_To be done_
1. Answer these questions about the article on STEM in Struthers schools:
(a) How many students were in the class that Stoddart addressed?
(b) When did Joseph Nohra take the helm of the district?
(c) How long is the STEM course that all fifth- and sixth-graders will take?
2. Please write out a part of the article on STEM in Struthers schools. Begin at the words "Nohra said this" and stop after "and hands-on activities.".

_Excerpted passage_
· · · ·

By EMMALEE C. TORISK

etorisk@vindy.com

STRUTHERS

In Scott Stoddart’s seventh-grade science classroom, each new day means a new challenge for students, a new goal he’s hopeful they will reach by the end of the class period.

But during fifth period Monday, in the midst of an experiment meant to illustrate why elements behave the way they do, Stoddart found himself on the other side of his teaching philosophy. Despite his best attempts, the glass bottle wrapped around the middle with nail polish remover-soaked string, lit on fire and dunked into a vat of icy water, refused to break in half as it had during previous class periods.

Stoddart embraced the experiment’s failure as a teachable moment.

“You hear all the time about items that work, that are successful,” said Stoddart, addressing his class of 25. “What you don’t hear about are how many times it didn’t work. It is a lot of trial and error, a lot of problem solving.”

The type of problem-based learning that Stoddart emphasizes in his science classroom — in which the teacher functions more as a guide than as an authority, and where students often work together in groups — will by this fall become an essential component of curricula across the district.

No longer will science, technology, engineering and mathematics be limited to those individual courses; instead, “everything we do,” from language arts to social studies, will be infused with STEM, said Joseph Nohra, superintendent of Struthers schools.

“It’s not just teaching science and math,” he said. “It starts with students coming up with problems and ways to solve them.”

Nohra said this infusion of STEM into the district’s classrooms has happened slowly over the past few years, but that it continually has increased every year. So, when he took the helm of the district in early 2013, he made it a priority to more aggressively move forward and to incorporate intensive STEM education into all levels at Struthers.

“Building STEM-based curriculum and building STEM-based careers is a matter of national security,” Nohra said. “We don’t have enough folks entering these professions.”

In the coming academic year and beyond, all students at Struthers Elementary School, from kindergarten through the fourth grade, will get a “taste of science and math” every day through a variety of STEM-focused special assignments and hands-on activities.

All fifth- and sixth-graders, then, will take a nine-week-long STEM course that will be alternated throughout the year with other specialized classes, such as physical education and art.

· · · ·

_Provided information_

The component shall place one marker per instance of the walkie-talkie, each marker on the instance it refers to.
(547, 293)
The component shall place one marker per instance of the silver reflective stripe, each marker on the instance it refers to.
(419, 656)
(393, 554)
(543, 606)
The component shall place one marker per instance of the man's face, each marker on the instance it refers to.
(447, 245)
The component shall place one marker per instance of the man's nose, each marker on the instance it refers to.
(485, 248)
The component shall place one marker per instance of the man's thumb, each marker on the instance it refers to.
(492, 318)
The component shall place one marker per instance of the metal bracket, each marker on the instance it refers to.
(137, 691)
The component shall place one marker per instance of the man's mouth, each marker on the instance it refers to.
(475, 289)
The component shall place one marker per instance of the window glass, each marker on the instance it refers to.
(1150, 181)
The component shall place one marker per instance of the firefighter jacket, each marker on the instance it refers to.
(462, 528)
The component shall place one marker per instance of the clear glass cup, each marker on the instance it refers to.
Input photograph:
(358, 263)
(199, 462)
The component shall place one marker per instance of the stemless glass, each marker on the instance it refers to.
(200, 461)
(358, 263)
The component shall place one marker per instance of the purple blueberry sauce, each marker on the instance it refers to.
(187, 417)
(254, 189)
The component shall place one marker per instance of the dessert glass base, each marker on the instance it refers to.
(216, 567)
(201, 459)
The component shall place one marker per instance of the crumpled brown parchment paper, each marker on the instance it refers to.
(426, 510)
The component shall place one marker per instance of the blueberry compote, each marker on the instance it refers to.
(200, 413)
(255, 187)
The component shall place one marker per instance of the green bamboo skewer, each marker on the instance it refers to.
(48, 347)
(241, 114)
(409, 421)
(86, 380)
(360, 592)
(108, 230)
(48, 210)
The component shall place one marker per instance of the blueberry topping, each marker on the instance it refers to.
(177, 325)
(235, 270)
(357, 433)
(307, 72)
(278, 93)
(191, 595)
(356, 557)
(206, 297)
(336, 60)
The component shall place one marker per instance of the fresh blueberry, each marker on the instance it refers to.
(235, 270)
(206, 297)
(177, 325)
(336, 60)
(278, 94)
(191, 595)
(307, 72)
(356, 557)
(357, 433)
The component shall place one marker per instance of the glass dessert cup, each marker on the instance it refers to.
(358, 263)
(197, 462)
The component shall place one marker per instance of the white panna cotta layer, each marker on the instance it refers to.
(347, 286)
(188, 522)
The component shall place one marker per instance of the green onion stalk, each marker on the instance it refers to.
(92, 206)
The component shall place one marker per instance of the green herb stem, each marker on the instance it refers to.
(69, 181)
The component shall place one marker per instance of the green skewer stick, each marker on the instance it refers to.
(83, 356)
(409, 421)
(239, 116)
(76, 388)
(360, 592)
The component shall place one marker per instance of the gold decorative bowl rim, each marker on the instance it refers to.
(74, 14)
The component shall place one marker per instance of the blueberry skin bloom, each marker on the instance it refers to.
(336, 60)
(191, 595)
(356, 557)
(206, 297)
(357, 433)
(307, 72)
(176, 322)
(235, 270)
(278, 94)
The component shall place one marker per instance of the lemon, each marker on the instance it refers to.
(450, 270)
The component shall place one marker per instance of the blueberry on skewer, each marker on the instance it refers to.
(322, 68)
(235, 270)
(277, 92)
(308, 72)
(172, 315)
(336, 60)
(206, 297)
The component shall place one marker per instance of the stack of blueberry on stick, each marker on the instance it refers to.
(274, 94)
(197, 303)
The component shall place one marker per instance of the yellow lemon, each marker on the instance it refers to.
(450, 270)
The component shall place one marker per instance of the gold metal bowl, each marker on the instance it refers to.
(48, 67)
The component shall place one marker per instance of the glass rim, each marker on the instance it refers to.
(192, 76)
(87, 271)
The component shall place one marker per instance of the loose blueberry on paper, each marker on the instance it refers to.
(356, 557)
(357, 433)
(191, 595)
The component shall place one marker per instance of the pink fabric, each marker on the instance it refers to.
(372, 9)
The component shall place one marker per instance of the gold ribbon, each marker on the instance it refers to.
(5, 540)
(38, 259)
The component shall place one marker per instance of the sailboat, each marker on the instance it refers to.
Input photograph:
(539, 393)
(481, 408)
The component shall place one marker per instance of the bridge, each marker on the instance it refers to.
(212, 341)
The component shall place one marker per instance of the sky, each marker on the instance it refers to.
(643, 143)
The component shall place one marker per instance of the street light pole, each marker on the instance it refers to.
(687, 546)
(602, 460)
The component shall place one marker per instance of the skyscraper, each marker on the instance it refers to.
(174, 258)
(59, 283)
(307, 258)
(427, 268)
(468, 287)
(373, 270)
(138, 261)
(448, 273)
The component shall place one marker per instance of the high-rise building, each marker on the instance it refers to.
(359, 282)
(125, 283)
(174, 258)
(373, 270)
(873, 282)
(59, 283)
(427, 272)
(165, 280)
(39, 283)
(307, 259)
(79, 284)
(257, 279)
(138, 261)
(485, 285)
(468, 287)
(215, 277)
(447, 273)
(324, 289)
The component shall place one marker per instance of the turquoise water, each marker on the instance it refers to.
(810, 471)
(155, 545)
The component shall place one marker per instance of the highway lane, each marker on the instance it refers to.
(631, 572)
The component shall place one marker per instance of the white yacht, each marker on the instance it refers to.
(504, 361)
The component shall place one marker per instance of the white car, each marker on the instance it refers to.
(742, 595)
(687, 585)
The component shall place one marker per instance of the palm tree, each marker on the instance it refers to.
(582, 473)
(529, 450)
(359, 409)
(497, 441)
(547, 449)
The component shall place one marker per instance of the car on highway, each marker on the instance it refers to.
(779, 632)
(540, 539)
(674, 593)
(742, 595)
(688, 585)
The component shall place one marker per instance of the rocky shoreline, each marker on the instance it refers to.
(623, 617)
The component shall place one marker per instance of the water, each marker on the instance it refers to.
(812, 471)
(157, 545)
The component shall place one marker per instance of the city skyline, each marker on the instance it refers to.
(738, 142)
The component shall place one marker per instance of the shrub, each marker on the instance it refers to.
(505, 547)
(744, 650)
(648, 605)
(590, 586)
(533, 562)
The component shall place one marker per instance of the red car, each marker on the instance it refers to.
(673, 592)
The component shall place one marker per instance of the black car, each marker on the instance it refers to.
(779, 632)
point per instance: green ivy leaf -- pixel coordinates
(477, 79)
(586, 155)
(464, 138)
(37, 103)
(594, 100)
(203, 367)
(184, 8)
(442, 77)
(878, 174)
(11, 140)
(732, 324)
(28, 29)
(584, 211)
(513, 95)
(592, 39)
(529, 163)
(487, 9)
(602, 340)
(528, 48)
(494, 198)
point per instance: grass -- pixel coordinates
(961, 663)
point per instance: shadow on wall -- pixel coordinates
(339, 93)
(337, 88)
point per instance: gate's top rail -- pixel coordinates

· · · ·

_Responses in order_
1.
(a) 25
(b) Early 2013
(c) Nine weeks

2.
Nohra said this infusion of STEM into the district’s classrooms has happened slowly over the past few years, but that it continually has increased every year. So, when he took the helm of the district in early 2013, he made it a priority to more aggressively move forward and to incorporate intensive STEM education into all levels at Struthers.

“Building STEM-based curriculum and building STEM-based careers is a matter of national security,” Nohra said. “We don’t have enough folks entering these professions.”

In the coming academic year and beyond, all students at Struthers Elementary School, from kindergarten through the fourth grade, will get a “taste of science and math” every day through a variety of STEM-focused special assignments and hands-on activities.